* **What is needed**
Find every line in the material below that contains the word "steep", and copy each such line in full.

========

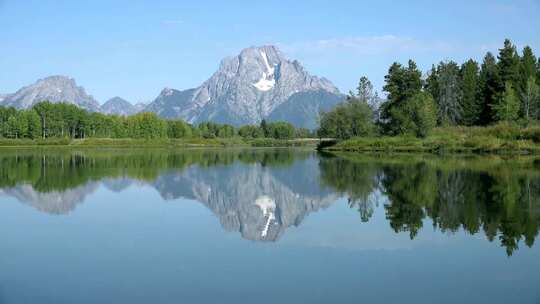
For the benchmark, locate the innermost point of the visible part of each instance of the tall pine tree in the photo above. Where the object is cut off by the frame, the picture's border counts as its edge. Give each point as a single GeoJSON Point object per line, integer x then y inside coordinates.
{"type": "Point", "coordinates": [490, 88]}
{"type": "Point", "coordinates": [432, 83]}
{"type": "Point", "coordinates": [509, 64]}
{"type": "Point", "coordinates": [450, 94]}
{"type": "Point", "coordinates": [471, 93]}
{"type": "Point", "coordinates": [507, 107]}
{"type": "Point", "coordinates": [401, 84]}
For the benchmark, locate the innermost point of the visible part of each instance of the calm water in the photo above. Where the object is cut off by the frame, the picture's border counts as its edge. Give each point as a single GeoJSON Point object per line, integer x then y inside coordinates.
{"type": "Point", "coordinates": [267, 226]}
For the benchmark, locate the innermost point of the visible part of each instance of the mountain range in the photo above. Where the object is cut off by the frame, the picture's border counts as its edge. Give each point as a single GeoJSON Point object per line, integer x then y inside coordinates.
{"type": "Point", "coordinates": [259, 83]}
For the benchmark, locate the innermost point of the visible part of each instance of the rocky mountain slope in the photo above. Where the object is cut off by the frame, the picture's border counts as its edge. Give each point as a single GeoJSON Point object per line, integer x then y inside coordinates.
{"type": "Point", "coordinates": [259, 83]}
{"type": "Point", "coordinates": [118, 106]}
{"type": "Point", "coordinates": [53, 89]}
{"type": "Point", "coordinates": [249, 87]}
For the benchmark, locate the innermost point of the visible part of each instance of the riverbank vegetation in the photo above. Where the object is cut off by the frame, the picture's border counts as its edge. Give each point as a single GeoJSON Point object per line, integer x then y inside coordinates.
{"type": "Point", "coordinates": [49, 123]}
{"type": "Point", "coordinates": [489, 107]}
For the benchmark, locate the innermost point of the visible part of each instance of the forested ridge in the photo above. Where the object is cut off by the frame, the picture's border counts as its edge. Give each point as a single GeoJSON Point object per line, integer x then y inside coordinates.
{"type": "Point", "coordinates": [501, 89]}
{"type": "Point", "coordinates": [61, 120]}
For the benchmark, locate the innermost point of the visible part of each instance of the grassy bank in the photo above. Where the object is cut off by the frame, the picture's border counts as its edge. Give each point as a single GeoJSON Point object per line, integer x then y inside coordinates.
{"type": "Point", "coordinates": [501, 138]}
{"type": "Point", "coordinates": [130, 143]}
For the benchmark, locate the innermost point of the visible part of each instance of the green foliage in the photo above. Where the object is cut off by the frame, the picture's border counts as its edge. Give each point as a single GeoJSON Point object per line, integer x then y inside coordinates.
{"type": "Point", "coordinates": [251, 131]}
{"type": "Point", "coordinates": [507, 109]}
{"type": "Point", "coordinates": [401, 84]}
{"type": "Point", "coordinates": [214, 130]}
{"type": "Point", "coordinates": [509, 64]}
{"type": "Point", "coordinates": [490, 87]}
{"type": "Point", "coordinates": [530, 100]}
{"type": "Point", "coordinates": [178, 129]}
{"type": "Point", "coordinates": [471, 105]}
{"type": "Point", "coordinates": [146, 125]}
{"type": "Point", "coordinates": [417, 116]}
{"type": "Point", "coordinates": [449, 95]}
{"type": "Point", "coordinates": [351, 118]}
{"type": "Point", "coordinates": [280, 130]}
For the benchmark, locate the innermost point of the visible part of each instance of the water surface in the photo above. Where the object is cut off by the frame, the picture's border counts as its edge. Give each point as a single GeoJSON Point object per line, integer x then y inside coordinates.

========

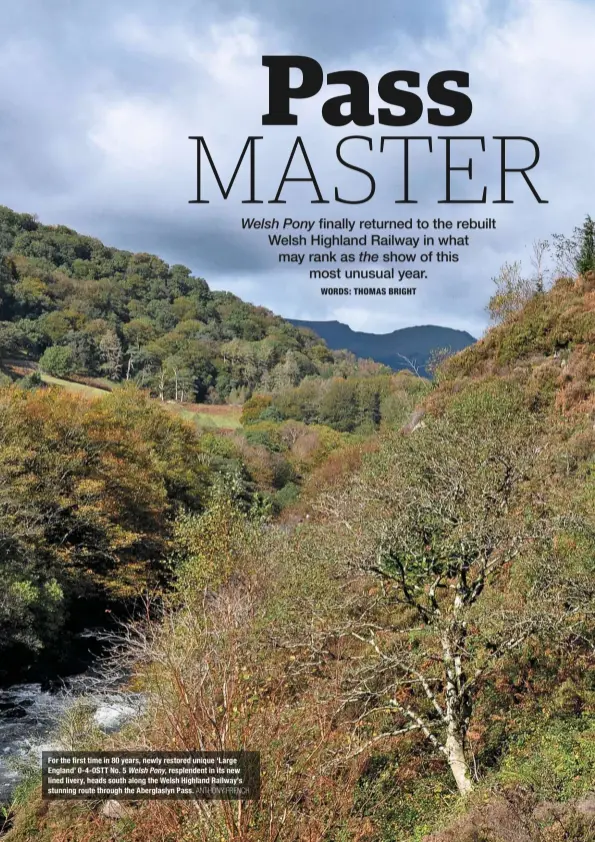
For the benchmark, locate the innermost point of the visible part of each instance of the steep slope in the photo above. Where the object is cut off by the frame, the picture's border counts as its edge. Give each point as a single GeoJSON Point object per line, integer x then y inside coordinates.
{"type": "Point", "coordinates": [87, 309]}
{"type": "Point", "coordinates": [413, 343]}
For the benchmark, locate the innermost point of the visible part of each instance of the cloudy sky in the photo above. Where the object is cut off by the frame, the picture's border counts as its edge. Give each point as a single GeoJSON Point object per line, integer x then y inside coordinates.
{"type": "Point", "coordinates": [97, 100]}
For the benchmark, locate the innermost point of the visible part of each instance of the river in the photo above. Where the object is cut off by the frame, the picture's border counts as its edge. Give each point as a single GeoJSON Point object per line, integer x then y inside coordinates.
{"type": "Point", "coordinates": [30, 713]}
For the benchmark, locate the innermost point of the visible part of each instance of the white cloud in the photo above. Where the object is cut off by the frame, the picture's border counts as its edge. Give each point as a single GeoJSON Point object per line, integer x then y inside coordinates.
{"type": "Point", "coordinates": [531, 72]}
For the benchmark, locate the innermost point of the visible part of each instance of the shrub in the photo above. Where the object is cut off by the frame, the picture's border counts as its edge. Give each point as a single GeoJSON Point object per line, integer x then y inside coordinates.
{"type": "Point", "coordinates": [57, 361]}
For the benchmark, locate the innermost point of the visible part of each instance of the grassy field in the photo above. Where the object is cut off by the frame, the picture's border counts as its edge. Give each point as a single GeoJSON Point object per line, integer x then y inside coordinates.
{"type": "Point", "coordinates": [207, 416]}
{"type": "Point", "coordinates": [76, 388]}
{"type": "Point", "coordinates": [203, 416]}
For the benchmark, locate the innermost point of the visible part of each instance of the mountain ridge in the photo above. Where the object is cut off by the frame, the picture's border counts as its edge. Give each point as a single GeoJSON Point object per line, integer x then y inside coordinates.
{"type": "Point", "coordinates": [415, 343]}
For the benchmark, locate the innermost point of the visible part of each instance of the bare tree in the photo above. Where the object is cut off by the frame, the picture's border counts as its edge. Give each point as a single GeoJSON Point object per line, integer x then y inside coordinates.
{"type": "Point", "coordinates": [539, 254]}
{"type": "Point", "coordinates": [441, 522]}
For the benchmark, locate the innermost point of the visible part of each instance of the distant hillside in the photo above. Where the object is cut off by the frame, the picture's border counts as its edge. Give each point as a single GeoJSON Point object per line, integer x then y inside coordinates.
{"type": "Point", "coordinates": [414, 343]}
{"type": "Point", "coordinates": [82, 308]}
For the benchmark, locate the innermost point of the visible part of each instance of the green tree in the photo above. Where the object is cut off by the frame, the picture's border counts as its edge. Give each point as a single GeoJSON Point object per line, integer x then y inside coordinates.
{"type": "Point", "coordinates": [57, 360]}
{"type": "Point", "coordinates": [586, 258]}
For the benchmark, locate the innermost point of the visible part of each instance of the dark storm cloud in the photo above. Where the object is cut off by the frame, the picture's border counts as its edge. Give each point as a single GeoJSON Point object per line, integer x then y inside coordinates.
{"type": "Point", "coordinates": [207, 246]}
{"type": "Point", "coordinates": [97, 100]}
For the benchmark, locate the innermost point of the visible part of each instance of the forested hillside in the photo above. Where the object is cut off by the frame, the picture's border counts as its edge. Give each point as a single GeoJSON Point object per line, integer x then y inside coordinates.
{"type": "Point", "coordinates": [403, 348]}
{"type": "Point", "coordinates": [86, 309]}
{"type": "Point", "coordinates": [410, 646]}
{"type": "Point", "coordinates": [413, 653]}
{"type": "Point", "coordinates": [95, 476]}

========

* **Written response**
For the benchmark, locate the innermost point of the visible part of each instance of the steep slope in the photo above. Where the object is cut off by the frame, the picture's border counts as its edge. Give each point as a single GeoJSON Point object per line, integer x then y inside coordinates.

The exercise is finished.